Excerpted text:
Project 7: Q-Learning Robot Documentation

QLearner.py

class QLearner.QLearner(num_states=100, num_actions=4, alpha=0.2, gamma=0.9, rar=0.5, radr=0.99, dyna=0, verbose=False)

This is a Q learner object.

Parameters
  • num_states (int) – The number of states to consider.
  • num_actions (int) – The number of actions available..
  • alpha (float) – The learning rate used in the update rule. Should range between 0.0 and 1.0 with 0.2 as a typical value.
  • gamma (float) – The discount rate used in the update rule. Should range between 0.0 and 1.0 with 0.9 as a typical value.
  • rar (float) – Random action rate: the probability of selecting a random action at each step. Should range between 0.0 (no random actions) to 1.0 (always random action) with 0.5 as a typical value.
  • radr (float) – Random action decay rate, after each update, rar = rar * radr. Ranges between 0.0 (immediate decay to 0) and 1.0 (no decay). Typically 0.99.
  • dyna (int) – The number of dyna updates for each regular update. When Dyna is used, 200 is a typical value.
  • verbose (bool) – If “verbose” is True, your code can print out information for debugging.
query(s_prime, r)

What to work on:
Write the next part of the Q-learner documentation, starting right after its final line, query(s_prime, r).

Extracts from a box-labeled dataset
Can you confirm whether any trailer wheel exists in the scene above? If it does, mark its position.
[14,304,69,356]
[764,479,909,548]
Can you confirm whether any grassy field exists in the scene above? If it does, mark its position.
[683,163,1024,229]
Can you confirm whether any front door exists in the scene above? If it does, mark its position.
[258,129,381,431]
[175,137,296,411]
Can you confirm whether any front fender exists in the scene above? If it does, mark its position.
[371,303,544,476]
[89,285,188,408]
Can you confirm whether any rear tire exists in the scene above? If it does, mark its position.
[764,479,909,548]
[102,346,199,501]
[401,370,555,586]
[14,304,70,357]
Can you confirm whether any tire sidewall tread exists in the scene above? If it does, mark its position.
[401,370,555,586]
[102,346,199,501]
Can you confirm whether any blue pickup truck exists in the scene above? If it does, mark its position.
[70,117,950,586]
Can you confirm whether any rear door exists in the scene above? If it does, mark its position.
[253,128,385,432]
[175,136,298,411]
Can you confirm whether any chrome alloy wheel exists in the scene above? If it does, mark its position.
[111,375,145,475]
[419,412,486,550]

The result:
Update the Q table and return an action

Parameters
  • s_prime (int) – The new state
  • r (float) – The immediate reward
Returns

The selected action

Return type

int

querysetstate(s)

Update the state without updating the Q-table

Parameters

s (int) – The new state

Returns

The selected action

Return type

int

testqlearner.py

discretize(pos)

convert the location to a single integer

Parameters

pos (int, int) – the position to discretize

Returns

the discretized position

Return type

int

getgoalpos(data)

find where the goal is in the map

Parameters

data (array) – 2D array that stores the map

Returns

the position of the goal

Return type

tuple(int, int)

getrobotpos(data)

Finds where the robot is in the map

Parameters

data (array) – 2D array that stores the map

Returns

the position of the robot

Return type

int, int

movebot(data, oldpos, a)

move the robot and report reward

Parameters
  • data (array) – 2D array that stores the map
  • oldpos (int, int) – old position of the robot
  • a (int) – the action to take
Returns

the new position of the robot and the reward

Return type

tuple(int, int), int

printmap(data)

Prints out the map

Parameters

data (array) – 2D array that stores the map

test(map, epochs, learner, verbose)

function to test the code

Parameters
  • map (array) – 2D array that stores the map
  • epochs (int) – each epoch involves one trip to the goal
  • learner (QLearner) – the qlearner object
  • verbose (bool) – If “verbose” is True, your code can print out information for debugging.
    If verbose = False your code should not generate ANY output. When we test your code, verbose will be False.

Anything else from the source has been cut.